Stored entries:
----------
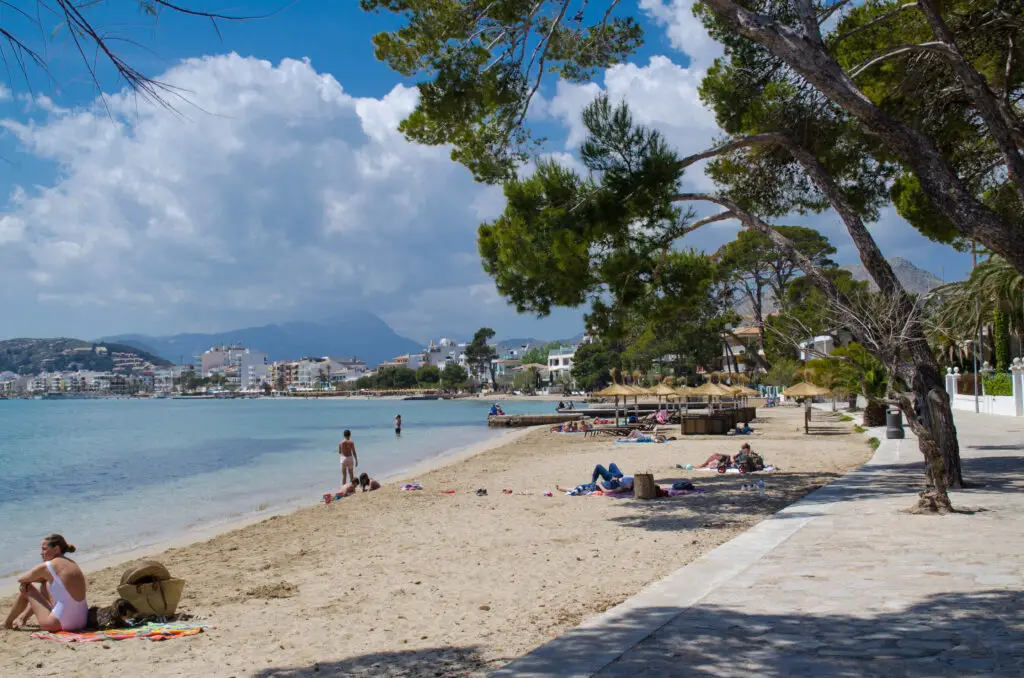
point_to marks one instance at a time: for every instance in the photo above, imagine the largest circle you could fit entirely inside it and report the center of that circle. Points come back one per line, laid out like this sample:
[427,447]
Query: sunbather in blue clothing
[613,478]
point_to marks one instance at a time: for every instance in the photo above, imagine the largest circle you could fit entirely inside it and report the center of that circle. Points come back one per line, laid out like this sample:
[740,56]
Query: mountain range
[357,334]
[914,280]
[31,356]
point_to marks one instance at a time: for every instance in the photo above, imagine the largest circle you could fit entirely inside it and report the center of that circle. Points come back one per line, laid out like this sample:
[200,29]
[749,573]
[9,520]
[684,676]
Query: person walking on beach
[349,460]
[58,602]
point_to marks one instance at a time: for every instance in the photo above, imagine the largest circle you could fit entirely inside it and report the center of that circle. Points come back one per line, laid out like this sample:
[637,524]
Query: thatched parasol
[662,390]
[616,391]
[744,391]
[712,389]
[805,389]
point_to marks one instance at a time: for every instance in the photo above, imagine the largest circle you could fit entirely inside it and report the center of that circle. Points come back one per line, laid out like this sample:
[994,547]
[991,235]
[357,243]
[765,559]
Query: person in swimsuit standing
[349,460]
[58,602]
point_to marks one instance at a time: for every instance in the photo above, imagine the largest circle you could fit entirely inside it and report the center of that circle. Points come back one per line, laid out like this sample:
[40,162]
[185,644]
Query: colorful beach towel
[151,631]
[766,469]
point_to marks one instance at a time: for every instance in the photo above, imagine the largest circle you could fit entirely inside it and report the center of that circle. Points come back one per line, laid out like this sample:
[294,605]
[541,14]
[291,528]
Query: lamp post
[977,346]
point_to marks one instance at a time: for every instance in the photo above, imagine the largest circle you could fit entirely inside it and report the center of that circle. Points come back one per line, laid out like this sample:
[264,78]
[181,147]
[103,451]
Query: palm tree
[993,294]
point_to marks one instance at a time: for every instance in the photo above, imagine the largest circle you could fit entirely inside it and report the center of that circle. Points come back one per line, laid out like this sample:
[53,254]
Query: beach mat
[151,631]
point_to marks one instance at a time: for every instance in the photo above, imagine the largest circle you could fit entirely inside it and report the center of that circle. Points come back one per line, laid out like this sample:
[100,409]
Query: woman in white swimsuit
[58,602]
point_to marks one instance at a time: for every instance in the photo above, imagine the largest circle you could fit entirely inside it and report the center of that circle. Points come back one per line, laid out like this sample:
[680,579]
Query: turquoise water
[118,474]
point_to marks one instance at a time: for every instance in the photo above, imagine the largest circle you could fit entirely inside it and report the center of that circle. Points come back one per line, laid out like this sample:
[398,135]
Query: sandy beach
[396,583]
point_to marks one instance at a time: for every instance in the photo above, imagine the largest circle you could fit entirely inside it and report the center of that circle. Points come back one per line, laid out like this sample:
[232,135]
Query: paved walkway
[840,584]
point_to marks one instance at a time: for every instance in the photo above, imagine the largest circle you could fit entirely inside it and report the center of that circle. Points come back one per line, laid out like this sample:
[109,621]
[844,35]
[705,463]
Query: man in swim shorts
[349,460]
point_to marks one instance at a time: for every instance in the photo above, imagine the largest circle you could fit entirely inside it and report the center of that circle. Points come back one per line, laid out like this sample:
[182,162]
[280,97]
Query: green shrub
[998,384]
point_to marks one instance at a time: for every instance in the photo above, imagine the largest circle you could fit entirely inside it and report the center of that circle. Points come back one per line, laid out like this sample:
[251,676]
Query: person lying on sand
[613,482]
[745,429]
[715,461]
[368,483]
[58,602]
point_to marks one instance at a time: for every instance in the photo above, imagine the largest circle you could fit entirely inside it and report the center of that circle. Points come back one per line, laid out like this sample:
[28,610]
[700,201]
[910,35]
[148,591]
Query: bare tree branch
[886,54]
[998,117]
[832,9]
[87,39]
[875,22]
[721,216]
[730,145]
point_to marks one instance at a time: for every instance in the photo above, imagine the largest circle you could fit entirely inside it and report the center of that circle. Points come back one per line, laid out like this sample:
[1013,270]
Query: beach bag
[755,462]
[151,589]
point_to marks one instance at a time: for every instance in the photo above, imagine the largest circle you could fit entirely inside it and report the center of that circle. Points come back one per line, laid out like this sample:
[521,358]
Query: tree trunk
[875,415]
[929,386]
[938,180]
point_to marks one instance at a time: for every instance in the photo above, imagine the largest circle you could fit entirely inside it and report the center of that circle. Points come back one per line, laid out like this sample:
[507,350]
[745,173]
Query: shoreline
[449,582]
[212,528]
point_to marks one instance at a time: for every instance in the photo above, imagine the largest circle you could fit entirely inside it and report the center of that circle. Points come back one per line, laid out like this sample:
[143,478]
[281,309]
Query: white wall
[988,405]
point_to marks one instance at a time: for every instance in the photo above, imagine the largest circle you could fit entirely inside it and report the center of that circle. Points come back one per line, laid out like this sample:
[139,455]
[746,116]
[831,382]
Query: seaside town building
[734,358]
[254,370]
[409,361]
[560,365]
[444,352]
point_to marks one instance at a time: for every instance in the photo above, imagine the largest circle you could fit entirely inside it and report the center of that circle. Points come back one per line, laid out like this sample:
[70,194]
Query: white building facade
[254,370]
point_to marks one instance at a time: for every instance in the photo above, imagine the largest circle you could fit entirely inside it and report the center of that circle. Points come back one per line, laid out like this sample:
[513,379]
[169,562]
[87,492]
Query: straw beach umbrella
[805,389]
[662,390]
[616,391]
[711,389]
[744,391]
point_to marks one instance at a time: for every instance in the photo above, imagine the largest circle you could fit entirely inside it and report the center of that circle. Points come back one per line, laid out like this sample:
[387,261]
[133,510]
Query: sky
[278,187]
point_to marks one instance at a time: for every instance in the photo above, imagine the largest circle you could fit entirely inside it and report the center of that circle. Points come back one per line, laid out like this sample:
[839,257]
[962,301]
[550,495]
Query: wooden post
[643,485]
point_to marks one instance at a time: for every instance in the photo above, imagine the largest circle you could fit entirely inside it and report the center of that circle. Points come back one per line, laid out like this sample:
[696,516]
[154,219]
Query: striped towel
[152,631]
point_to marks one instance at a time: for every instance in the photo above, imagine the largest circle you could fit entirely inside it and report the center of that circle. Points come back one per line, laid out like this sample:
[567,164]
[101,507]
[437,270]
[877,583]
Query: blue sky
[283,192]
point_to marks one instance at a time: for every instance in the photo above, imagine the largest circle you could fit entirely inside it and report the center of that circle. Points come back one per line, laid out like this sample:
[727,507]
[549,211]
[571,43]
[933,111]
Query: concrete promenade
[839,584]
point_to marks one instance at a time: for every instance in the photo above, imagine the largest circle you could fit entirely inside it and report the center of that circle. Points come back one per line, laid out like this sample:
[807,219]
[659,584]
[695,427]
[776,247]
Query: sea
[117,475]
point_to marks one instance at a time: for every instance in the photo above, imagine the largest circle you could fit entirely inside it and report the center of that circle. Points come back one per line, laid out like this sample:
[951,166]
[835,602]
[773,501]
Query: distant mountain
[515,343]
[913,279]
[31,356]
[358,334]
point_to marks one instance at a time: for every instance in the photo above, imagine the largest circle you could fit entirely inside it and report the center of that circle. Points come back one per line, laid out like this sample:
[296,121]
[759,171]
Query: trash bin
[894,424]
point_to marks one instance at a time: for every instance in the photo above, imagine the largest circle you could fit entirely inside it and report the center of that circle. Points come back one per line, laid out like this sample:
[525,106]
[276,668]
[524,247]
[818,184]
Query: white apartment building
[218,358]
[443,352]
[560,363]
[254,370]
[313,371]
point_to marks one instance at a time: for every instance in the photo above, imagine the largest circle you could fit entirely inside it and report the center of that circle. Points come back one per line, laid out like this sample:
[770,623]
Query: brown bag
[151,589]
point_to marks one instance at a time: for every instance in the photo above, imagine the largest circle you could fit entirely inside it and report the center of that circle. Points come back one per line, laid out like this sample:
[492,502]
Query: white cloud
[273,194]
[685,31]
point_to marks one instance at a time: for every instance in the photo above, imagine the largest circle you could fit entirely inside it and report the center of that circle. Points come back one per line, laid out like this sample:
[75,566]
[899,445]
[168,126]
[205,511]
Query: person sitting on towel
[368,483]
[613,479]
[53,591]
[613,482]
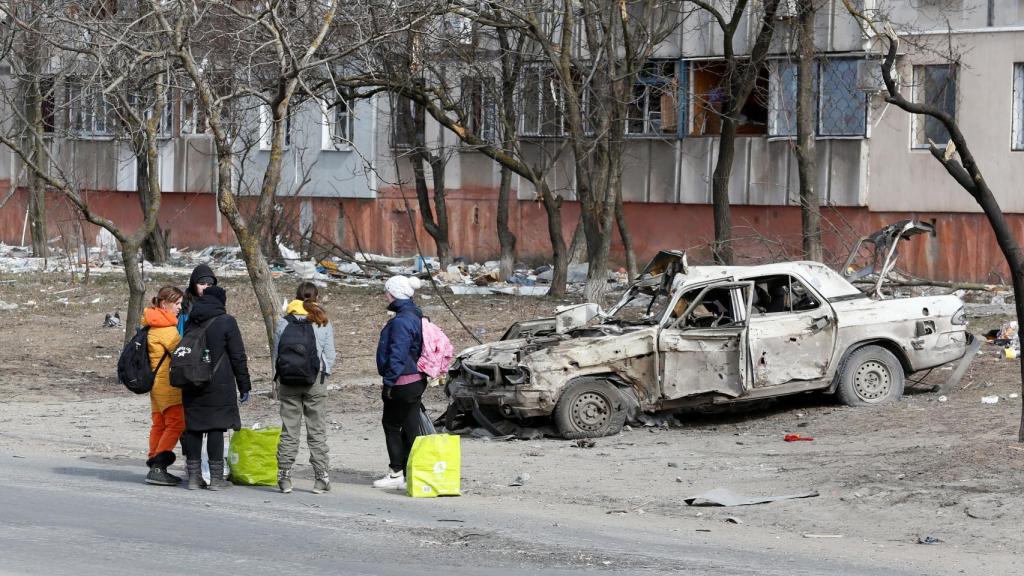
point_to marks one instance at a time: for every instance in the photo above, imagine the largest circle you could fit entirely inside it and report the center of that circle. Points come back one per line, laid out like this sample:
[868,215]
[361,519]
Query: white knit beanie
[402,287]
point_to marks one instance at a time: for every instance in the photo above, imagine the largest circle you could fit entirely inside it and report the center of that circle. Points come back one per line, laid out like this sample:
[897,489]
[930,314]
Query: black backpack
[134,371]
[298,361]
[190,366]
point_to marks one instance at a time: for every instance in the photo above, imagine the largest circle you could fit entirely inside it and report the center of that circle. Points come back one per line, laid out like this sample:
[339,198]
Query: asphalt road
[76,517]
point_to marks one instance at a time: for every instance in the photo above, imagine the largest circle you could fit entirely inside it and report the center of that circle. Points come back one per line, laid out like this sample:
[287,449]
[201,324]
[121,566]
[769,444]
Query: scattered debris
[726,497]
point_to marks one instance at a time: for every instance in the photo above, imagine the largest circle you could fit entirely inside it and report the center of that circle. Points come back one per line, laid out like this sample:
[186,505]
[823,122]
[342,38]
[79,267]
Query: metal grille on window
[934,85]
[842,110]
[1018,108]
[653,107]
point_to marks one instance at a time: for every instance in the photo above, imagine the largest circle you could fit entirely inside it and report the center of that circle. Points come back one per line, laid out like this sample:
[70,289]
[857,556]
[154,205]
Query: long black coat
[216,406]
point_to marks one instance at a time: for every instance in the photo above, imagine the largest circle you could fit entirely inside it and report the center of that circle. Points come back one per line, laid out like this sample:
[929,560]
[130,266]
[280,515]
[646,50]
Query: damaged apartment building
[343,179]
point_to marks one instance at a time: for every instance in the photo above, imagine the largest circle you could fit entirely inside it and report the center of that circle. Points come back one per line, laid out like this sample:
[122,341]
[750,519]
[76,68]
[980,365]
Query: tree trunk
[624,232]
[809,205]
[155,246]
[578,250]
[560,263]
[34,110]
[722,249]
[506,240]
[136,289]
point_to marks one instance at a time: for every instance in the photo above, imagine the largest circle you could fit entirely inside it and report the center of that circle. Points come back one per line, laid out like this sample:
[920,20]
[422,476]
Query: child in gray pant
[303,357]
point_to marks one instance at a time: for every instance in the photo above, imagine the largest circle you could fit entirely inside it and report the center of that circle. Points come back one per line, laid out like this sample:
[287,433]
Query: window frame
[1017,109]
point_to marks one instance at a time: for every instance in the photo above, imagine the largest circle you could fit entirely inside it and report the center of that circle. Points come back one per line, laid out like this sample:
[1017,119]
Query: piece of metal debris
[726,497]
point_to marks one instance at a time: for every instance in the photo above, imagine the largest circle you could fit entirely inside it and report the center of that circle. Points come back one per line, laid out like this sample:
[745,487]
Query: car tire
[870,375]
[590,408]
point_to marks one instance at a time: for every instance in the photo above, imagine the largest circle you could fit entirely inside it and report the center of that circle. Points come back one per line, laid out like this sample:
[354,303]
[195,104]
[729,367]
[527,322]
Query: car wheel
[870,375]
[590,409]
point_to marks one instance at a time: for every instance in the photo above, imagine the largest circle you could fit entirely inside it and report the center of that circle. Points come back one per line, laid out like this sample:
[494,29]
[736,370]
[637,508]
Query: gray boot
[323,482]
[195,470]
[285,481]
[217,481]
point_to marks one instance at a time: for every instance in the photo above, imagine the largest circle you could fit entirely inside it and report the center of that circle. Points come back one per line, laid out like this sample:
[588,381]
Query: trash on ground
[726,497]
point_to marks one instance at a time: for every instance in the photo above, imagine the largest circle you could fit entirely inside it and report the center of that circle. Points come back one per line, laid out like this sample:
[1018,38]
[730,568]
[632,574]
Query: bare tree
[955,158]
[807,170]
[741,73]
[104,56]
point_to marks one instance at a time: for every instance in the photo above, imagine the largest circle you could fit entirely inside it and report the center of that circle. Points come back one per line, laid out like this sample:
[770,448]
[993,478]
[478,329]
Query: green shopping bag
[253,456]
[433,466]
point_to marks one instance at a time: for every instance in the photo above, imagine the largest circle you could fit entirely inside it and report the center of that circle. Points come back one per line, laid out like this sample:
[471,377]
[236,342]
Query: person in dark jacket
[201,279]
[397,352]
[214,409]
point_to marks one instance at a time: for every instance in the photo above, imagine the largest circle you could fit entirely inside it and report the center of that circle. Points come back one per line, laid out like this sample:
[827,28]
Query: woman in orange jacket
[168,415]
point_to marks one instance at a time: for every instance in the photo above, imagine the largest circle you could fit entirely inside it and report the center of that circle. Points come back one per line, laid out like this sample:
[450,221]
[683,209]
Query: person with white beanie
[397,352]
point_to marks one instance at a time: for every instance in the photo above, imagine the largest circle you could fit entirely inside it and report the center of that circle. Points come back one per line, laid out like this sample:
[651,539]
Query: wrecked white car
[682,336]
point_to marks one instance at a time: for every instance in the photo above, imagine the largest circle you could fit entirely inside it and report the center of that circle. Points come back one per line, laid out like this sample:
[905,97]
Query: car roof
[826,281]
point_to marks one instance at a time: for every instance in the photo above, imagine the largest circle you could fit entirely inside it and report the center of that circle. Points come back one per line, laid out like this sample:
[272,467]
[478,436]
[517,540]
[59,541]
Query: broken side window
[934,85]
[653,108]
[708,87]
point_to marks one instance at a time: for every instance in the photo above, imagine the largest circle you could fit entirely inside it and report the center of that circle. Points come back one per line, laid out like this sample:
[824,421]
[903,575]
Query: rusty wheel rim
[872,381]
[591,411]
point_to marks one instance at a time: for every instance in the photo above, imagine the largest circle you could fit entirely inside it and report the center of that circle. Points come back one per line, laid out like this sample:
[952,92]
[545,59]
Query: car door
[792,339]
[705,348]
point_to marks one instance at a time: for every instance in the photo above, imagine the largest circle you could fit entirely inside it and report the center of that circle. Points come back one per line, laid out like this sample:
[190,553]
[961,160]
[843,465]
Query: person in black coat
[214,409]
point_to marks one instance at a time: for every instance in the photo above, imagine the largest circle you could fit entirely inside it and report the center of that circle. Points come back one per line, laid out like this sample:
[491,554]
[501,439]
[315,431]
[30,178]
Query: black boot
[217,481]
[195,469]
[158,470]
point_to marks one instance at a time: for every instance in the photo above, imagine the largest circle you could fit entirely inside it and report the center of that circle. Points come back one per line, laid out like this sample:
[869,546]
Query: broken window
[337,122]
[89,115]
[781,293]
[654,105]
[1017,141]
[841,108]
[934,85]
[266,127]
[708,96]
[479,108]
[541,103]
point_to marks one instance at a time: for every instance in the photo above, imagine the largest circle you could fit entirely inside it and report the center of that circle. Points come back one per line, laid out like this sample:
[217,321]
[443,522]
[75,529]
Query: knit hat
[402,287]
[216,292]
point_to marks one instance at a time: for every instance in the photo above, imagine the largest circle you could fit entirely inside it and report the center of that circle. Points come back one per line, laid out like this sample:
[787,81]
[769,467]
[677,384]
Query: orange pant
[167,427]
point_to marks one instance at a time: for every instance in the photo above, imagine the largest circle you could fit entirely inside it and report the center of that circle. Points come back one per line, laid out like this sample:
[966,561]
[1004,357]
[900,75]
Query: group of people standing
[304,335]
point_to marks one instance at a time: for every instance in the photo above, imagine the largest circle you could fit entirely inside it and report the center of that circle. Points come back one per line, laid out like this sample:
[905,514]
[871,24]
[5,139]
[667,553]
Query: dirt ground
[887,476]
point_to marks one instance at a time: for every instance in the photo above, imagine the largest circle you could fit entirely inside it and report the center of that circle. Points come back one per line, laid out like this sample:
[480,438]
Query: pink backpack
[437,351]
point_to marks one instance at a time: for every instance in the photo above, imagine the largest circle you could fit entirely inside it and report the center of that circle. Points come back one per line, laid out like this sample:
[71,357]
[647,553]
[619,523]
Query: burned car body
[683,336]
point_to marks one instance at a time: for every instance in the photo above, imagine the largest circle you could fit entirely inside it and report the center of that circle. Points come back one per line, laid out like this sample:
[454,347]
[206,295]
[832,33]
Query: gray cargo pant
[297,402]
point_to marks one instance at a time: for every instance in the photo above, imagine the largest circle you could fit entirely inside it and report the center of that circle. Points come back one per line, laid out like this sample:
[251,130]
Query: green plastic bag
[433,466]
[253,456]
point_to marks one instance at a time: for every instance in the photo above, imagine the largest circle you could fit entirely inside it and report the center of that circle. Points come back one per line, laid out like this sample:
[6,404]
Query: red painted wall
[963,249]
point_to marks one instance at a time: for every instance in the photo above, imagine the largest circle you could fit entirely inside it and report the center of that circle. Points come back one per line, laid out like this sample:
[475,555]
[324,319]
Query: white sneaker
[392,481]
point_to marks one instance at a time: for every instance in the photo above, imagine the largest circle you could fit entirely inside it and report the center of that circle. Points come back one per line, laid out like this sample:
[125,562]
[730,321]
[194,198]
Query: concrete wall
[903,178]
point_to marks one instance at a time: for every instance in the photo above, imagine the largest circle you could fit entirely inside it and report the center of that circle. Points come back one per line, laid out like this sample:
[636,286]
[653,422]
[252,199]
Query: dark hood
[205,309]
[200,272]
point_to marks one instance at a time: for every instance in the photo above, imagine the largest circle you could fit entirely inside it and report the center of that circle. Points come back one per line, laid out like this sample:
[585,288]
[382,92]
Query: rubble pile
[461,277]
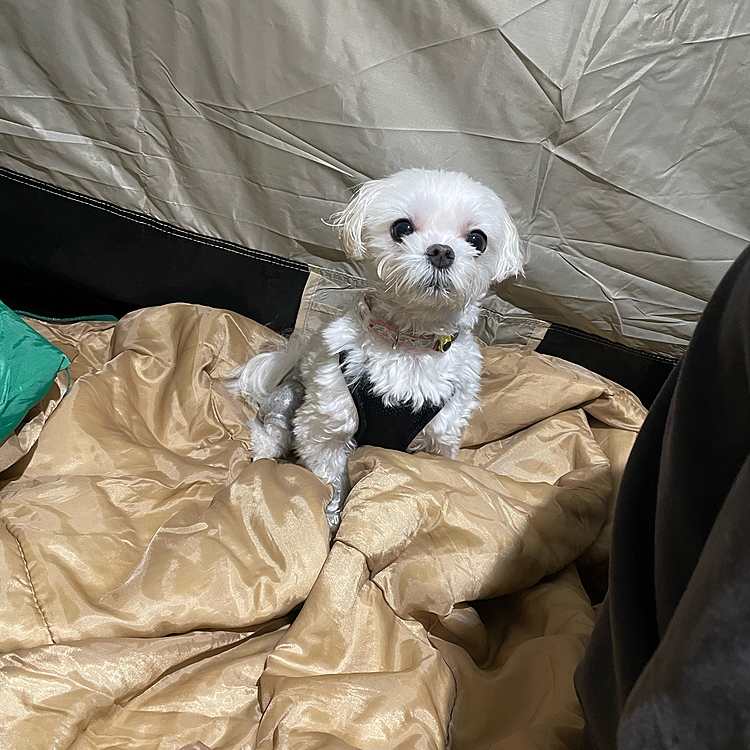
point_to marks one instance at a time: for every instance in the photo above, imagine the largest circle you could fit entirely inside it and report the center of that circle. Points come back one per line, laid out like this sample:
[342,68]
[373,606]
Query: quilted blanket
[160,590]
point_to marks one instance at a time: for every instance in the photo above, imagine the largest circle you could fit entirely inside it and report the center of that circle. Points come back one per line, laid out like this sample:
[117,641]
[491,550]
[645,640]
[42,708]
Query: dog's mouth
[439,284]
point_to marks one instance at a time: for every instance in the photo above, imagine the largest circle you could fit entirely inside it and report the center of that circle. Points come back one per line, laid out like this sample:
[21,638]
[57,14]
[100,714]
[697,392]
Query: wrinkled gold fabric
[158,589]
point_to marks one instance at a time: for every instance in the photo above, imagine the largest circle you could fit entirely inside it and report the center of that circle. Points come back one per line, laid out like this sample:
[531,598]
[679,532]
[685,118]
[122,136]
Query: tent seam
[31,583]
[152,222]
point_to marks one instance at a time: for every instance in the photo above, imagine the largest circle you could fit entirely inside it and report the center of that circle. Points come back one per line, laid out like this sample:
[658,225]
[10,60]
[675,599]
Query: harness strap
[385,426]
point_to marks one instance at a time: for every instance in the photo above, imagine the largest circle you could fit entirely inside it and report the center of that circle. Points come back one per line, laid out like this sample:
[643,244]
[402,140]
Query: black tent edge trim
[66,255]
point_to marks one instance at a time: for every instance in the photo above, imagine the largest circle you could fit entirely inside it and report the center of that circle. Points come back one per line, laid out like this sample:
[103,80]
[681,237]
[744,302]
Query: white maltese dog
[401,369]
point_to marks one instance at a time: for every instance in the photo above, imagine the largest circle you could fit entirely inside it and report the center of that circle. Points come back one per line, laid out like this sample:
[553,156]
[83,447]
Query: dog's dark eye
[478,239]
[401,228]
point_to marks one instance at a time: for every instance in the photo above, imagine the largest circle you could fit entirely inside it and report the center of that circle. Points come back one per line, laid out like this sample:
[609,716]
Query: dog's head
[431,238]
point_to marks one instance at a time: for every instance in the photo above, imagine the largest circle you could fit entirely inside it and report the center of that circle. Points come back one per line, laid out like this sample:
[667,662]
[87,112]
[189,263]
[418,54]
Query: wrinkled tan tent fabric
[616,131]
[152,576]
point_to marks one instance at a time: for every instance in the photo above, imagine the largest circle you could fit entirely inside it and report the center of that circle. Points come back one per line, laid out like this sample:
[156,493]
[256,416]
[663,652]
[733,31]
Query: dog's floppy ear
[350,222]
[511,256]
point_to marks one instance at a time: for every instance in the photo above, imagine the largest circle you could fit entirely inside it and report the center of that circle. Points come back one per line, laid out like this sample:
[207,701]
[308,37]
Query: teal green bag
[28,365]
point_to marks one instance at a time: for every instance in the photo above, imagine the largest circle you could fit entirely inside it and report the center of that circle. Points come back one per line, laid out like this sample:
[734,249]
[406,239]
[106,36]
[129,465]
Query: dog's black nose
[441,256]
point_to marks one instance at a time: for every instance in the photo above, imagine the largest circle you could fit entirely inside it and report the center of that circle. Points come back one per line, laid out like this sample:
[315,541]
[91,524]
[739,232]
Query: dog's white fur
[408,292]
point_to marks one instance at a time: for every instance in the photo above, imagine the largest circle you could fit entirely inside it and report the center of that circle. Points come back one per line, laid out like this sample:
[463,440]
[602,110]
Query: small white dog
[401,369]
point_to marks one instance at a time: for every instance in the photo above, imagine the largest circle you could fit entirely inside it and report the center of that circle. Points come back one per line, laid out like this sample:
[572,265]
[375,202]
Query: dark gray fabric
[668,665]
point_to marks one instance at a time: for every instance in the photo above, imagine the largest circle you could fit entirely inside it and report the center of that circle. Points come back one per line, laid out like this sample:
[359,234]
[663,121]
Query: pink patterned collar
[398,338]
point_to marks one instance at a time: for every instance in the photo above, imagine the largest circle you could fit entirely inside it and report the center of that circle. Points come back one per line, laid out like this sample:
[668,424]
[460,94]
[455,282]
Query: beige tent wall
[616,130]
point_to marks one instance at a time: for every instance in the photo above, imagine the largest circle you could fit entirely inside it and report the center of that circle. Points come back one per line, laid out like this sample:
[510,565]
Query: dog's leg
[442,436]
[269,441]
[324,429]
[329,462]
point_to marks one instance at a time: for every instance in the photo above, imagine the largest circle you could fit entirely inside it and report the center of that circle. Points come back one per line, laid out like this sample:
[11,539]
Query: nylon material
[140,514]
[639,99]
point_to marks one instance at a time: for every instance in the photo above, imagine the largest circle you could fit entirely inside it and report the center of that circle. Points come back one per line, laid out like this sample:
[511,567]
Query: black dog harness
----------
Requirement: Output everything from the start of the entries above down to the line containing "Query: sunbather in blue clothing" as a JSON list of strings, one per line, with blank lines and pictures left out.

Answer to this exercise:
[
  "point_to marks one instance at a time: for every instance in the photo above, imagine the largest circle you could fit entirely inside it and report the center of that circle. Points come back one per line, laid out like this sample:",
  "[427,447]",
  "Query: sunbather in blue clothing"
]